=== GIVEN PROBLEM 1 ===
In the news piece below about Olympic TV ratings and advertisers, what rating did the '98 Games get among males ages 25-54?
=== GIVEN PROBLEM 2 ===
Name every newspaper or magazine that the Olympic TV ratings news piece below cites as a source.
=== GIVEN PROBLEM 3 ===
Carry on the news piece about Olympic TV ratings and advertisers below, starting after its last sentence.
## start TEXT SEGMENT
Tony Ponturo, Anheuser-Busch's VP/Corporate Media and
Sports Marketing, said Monday that "both the low household
ratings and the lower numbers of young male viewers will
force the company to sit down" with NBC execs before the
Sydney Summer Games in 2000, according to Kirk & Jones of
the CHICAGO TRIBUNE. Ponturo felt that CBS's coverage
"ignored male viewers and played a major role" in the low
ratings. Nielsen Media reports that the '98 Games drew
"only" a 9.3 rating with males ages 25-54, compared with a
17.1 rating in '94. Ponturo: "You have to make sure women
are intrigued with the Olympics. But we're now concerned
that the pendulum is so far over the 21-to-34-year-old male
is saying that 'you're not talking to me anymore.'" Ponturo
said that A-B "may take the unusual step of asking" for NBC
"to guarantee an audience with a more specific makeup --
namely, young men -- when it negotiates" its advertising for
the next Games (Kirk & Jones, CHICAGO TRIBUNE, 2/24).
BELIEVERS: AD AGE's Jeff Jensen reports that A-B, AT&T
and Coca-Cola are "expected to announce within weeks deals
to advertise on NBC's broadcasts of the next five Olympic
Games." A-B's pack is valued at around $375M for the NBC
rights. Jensen: "Although advertisers will try to leverage
the poor performance of CBS to squeeze NBC for lower rates
in 2002, observers said that will be difficult." Momentum
IMC Managing Dir Mark Dowley: "I don't see the problems of
Nagano even putting a dent in the marketability of the next
Winter Olympics" (AD AGE, 2/23). DAILY VARIETY's Richard
Katz reports that CBS's sub-par performance "did not have
implications" for the 2002 Salt Lake Games. TN Media Senior
Partner Steve Sternberg: "Salt Lake City is going to be a
home run no matter what" (DAILY VARIETY, 2/24).
## end TEXT SEGMENT
## start DATA RECORDS
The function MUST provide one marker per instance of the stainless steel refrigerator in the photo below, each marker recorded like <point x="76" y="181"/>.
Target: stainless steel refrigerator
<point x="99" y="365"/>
## end DATA RECORDS
## start DATA RECORDS
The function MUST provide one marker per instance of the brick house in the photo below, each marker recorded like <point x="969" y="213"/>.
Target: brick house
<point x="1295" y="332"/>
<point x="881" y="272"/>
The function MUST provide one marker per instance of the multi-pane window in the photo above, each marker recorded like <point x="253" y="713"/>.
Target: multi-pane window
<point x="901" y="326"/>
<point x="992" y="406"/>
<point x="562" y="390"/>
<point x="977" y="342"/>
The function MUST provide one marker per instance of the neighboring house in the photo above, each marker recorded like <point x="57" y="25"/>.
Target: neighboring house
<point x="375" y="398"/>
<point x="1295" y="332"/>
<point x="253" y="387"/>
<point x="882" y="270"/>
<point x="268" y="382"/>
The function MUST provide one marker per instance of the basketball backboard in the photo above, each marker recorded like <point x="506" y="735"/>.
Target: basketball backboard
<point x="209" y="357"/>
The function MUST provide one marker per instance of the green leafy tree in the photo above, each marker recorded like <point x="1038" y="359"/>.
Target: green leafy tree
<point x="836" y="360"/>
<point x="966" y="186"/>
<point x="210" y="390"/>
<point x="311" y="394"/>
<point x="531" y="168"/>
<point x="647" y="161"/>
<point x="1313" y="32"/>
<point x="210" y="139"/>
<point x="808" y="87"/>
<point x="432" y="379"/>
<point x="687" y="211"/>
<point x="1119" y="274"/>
## end DATA RECORDS
=== EXERCISE RESPONSE 1 ===
A 9.3 rating.

=== EXERCISE RESPONSE 2 ===
CHICAGO TRIBUNE, AD AGE, DAILY VARIETY

=== EXERCISE RESPONSE 3 ===
FROM OZ: NBC Sports President Dick Ebersol "anticipates
no problems" with broadcasting the Sydney Games. Despite
the time difference, "despite everything being on tape,
Ebersol said his production will be propelled by
storytelling." Ebersol: "The Summer Olympics is a 26-ring
circus, and there's never a paucity of events to put on.
And Americans are medal participants in all sports. ...
We've shown that the Olympics have to be produced more as
entertainment than a sporting event. ... There is a lot more
fragmentation out there, from on line, so they'd better hit
the emotional high points all the time" (N.Y. TIMES, 2/24).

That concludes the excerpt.